SELECTED TEXT:
>> Begin

Wednesday, October 17, 2018

Keep Your Kids Safe Online

What Should Parents Know about Chat Rooms & Pinterest?

I have a confession. I would not know ½ as much about or use technology to the extent I do if I didn’t have kids. And because I have children, I have to know twice as much about technology as I would otherwise. The kids are chatting, pinning, and tweeting, and I’m not talking about a lunchtime visit, sewing a quilt, or singing like a bird. Online social media chat rooms and applications such as Pinterest require that parents know the lingo, and more importantly, know how to keep kids safe when using these applications.

More than 45 million children ages 10-17 use technology, but only 52% of parents are moderately supervising online activities. I’m definitely in that 52 percentile, and I owe it to my kids for prompting ne to learn as much as possible about their activities online. I fortunately also have a job where clients require that I know how to operate among various technology platforms. This combination has given me some valuable insight into the technology our kids use.

Chat Rooms and Kids – The Sites I Won’t Let My Kids Use

They have Facebook accounts, YouTube channels, and Dogster profiles, but they will not have a growing list of accounts with other social media sites. Unfiltered and ill-moderated chat rooms are invitations to inappropriateness and even danger that my children just don’t need to access. Some of the scarier sites out there include:

  • Chatter.myYearbook – This site includes a newsfeed, much like Twitter. You can block profanity, but many of the posts and even photographs have sexual innuendos.
  • Foursquare – This site lists users by geographic locations, encouraging them to meet in person. It even sends location updates to let users know who is where, and when. That is not anything I want virtual strangers knowing about my kids.
  • ChatRoulette – This site is essentially a virtual roulette wheel where each segment is a stranger, often waiting in semi-clothing on the other end of a web-cam. Users don’t know who they will meet, but odds are your kids would have to meet a lot of frogs before meeting someone who really has decent intentions.

>> End

GIVEN INFORMATION:
>> Begin

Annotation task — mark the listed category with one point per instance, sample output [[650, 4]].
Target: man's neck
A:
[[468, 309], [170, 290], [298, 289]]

>> End

REQUESTS:
(A) Please set down a passage from the online safety post above, starting at the words "They have Facebook" and ending after "about my kids.".
(B) Name every site listed in the online safety post as one of "the scarier sites out there."

SOLVED TASKS:
(A)
They have Facebook accounts, YouTube channels, and Dogster profiles, but they will not have a growing list of accounts with other social media sites. Unfiltered and ill-moderated chat rooms are invitations to inappropriateness and even danger that my children just don’t need to access. Some of the scarier sites out there include:

  • Chatter.myYearbook – This site includes a newsfeed, much like Twitter. You can block profanity, but many of the posts and even photographs have sexual innuendos.
  • Foursquare – This site lists users by geographic locations, encouraging them to meet in person. It even sends location updates to let users know who is where, and when. That is not anything I want virtual strangers knowing about my kids.

(B)
Chatter.myYearbook
Foursquare
ChatRoulette